Task description: When the line containing "point(521, 137)" appears in the data below, begin copying there and stop only after the line containing "point(615, 3)".

[Records from a data source]

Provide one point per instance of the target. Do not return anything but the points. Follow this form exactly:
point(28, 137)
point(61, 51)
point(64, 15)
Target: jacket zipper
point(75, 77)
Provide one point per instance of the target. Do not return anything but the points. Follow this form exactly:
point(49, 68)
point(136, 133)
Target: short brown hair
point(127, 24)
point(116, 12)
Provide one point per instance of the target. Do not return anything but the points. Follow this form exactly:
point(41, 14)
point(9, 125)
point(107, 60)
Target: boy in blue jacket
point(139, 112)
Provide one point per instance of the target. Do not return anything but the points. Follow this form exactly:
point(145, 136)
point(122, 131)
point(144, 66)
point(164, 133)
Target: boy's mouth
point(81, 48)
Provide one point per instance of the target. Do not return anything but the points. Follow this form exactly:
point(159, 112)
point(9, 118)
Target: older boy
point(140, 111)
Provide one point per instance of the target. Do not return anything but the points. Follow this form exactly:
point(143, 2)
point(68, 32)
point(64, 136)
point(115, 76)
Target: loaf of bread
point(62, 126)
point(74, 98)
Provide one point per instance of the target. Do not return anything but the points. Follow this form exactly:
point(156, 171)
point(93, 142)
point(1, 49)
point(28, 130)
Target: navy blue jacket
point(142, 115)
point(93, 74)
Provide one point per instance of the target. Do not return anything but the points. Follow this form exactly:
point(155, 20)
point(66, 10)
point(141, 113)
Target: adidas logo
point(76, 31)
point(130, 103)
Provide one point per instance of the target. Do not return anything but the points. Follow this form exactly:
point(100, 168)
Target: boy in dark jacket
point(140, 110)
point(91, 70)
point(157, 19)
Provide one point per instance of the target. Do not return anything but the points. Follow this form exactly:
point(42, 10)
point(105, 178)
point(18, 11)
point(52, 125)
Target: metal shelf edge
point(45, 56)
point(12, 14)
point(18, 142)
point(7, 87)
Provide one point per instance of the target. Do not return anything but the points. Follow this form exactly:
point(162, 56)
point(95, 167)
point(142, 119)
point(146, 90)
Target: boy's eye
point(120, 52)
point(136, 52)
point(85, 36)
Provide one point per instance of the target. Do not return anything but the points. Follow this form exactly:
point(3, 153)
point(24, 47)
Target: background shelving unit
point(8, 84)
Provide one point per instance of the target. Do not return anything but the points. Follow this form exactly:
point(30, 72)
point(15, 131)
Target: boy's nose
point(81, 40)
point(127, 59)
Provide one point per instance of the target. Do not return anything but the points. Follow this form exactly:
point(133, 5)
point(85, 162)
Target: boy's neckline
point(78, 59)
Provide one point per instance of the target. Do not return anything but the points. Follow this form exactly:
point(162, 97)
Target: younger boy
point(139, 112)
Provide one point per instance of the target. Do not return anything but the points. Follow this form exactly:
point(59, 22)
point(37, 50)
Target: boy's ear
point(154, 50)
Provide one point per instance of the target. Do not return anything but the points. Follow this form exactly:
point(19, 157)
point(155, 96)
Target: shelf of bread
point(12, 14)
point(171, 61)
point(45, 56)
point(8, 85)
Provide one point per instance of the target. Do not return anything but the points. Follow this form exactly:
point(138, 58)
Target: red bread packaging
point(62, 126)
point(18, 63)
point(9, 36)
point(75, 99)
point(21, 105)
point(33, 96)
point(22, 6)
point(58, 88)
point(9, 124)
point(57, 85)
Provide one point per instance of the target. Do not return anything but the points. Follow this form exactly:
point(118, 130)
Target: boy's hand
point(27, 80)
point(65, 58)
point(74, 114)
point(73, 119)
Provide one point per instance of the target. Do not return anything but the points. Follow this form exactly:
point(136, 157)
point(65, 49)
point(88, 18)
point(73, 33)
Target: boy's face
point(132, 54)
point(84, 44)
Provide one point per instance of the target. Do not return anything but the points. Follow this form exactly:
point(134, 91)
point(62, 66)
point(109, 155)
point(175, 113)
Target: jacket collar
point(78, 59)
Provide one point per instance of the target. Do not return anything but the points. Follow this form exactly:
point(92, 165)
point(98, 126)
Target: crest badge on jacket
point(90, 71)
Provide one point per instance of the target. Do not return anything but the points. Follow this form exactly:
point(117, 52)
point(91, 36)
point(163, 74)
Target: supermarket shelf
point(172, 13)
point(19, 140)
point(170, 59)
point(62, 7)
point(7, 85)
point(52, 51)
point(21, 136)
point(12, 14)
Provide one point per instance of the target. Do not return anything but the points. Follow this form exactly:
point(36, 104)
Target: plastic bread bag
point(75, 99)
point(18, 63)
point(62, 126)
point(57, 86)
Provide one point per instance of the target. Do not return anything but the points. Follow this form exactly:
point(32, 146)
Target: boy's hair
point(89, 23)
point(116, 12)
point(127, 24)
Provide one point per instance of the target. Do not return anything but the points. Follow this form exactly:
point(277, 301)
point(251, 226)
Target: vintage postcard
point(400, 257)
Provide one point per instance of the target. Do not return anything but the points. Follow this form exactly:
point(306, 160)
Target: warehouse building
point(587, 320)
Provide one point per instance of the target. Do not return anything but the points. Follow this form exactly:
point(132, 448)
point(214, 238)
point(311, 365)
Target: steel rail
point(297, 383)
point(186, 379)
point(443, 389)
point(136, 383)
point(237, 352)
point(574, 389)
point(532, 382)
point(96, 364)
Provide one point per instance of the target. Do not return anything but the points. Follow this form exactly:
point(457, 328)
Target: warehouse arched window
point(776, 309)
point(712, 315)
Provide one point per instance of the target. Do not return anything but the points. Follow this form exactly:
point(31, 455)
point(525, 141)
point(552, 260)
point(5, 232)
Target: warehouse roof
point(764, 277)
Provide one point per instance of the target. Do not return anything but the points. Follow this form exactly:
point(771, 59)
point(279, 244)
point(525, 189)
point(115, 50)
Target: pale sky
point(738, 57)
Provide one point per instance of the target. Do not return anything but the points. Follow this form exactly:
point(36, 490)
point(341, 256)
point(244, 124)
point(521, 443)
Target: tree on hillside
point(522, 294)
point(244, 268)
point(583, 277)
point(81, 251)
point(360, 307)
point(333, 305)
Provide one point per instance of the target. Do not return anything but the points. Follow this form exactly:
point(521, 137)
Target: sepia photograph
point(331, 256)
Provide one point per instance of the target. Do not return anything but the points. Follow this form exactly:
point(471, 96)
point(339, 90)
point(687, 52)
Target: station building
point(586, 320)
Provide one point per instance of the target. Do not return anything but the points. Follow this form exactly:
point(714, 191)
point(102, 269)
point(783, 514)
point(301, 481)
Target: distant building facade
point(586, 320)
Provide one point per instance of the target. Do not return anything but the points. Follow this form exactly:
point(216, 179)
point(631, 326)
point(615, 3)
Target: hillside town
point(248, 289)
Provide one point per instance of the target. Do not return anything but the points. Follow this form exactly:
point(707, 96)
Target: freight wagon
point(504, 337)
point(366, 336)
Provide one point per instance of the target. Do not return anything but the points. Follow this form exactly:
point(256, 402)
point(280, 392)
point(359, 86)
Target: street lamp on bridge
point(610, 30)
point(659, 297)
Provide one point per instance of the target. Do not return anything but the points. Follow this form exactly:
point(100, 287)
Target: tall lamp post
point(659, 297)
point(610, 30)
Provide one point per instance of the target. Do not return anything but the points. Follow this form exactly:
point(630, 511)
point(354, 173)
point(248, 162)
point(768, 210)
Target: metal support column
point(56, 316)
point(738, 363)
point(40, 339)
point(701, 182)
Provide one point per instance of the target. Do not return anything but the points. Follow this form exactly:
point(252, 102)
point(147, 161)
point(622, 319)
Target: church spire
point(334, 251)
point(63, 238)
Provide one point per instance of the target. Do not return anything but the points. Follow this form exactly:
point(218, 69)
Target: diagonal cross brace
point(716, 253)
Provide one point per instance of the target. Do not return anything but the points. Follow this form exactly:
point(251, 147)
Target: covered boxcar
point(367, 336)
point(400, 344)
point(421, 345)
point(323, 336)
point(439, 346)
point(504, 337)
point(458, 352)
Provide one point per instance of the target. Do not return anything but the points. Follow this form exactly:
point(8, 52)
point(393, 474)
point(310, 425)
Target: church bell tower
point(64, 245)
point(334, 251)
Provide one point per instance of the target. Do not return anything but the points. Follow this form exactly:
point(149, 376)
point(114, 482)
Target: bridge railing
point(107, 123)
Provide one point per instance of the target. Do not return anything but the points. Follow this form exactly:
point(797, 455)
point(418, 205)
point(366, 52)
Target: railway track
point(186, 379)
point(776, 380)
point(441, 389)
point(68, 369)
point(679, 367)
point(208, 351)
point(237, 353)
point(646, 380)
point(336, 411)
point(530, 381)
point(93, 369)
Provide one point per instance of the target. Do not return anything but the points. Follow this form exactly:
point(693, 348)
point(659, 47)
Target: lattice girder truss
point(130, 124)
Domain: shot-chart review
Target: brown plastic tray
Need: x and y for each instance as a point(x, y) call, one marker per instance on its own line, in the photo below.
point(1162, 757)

Solution to the problem:
point(521, 137)
Target: sepia photograph
point(331, 256)
Provide one point per instance of the target. Do not return anything but the points. Follow this form exactly:
point(471, 96)
point(339, 90)
point(687, 52)
Target: station building
point(586, 320)
Provide one point per instance of the target. Do not return anything but the points. Follow this form exactly:
point(714, 191)
point(102, 269)
point(783, 514)
point(301, 481)
Target: distant building facade
point(586, 320)
Provide one point per instance of the target. Do not return anything but the points. Follow this form exactly:
point(216, 179)
point(631, 326)
point(615, 3)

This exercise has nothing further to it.